A delightful potato salad featuring crispy roasted potatoes, fresh herbs, and a zesty dressing, perfect for any occasion.

Ingredients

Scale
  • 1.5 pounds gold potatoes (quartered, skin-on)
  • 2 green onions (chopped)
  • 1 cucumber (chopped)
  • ⅓ cup salted shelled pistachios (chopped)
  • 2 tablespoons fresh dill (chopped)
  • 2 tablespoons fresh parsley (chopped)
  • ¼ cup mayonnaise (regular or vegan)
  • 2 tablespoons brown mustard (or Dijon mustard)
  • 3 garlic cloves (minced or grated)
  • 1 tablespoon lemon juice (fresh or bottled)
  • 1 tablespoon maple syrup (or agave syrup)
  • ½ teaspoon salt
  • ¼ teaspoon ground black pepper
  • ¼ teaspoon red chili flakes (optional)

######

* Stated problem 1:
How many garlic cloves does the potato salad recipe call for?
The rows that follow are unrelated to the potato salad recipe.

######

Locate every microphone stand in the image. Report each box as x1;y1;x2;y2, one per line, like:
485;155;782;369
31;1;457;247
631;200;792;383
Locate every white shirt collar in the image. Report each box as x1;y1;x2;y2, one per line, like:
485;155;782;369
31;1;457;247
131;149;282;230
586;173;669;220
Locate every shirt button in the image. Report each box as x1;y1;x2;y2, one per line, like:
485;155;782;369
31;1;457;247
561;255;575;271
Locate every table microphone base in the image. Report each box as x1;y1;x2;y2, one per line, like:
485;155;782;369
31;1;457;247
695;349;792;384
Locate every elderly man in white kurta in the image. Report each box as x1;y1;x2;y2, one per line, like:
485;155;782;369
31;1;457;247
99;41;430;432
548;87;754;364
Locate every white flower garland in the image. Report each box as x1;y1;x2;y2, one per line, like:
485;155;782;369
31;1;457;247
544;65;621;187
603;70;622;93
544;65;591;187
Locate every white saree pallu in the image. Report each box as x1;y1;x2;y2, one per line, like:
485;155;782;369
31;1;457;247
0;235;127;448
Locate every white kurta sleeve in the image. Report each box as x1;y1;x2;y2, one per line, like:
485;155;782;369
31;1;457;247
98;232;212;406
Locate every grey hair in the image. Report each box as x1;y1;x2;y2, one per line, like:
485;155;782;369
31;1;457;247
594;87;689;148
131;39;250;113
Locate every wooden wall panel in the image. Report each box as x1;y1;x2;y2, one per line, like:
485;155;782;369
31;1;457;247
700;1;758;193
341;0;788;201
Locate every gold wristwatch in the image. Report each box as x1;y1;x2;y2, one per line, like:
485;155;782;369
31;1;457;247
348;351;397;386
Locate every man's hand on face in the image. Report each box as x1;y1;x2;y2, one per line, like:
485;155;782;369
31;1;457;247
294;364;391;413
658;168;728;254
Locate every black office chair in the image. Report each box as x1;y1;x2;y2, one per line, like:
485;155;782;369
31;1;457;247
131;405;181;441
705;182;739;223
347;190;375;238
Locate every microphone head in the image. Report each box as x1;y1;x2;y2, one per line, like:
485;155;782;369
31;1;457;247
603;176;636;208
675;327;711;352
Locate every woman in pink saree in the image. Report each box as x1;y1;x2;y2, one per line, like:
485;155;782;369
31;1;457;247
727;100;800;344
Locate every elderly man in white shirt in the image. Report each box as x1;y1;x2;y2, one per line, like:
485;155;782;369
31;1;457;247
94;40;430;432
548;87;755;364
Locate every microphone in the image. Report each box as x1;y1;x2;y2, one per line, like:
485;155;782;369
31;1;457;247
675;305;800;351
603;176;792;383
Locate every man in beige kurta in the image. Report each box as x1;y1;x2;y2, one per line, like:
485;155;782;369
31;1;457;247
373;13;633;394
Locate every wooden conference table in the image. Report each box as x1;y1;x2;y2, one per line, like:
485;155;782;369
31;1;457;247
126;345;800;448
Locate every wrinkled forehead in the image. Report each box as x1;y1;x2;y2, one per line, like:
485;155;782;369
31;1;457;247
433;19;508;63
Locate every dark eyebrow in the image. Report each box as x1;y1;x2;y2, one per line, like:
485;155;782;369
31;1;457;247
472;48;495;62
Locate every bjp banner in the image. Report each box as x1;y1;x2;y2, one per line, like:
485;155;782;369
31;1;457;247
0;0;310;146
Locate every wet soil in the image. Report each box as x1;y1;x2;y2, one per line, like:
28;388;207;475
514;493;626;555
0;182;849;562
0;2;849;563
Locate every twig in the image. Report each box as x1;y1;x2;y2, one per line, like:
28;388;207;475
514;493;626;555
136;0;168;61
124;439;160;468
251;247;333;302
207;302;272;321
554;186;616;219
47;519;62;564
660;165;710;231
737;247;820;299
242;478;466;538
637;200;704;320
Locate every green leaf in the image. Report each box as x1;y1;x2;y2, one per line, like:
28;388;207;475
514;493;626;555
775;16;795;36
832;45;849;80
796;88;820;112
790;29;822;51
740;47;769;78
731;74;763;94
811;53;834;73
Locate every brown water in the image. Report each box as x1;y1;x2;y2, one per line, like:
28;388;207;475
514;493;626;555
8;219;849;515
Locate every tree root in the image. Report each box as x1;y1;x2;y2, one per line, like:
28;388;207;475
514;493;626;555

######

* Stated problem 2:
In the rows, rewrite the lines starting at the one containing "Locate every shirt" and ending at the one containing "695;349;792;384". Replace "shirt button" with "coat button" and leave everything else unchanged.

* Written reply 1:
3 garlic cloves, minced or grated.

* Written reply 2:
Locate every coat button in the image. Report each box as x1;y1;x2;y2, one per line, like:
485;155;782;369
31;1;457;247
561;255;575;271
Locate every table microphone base in the image. Report each box as x1;y1;x2;y2, one per line, like:
485;155;782;369
31;1;457;247
695;349;792;384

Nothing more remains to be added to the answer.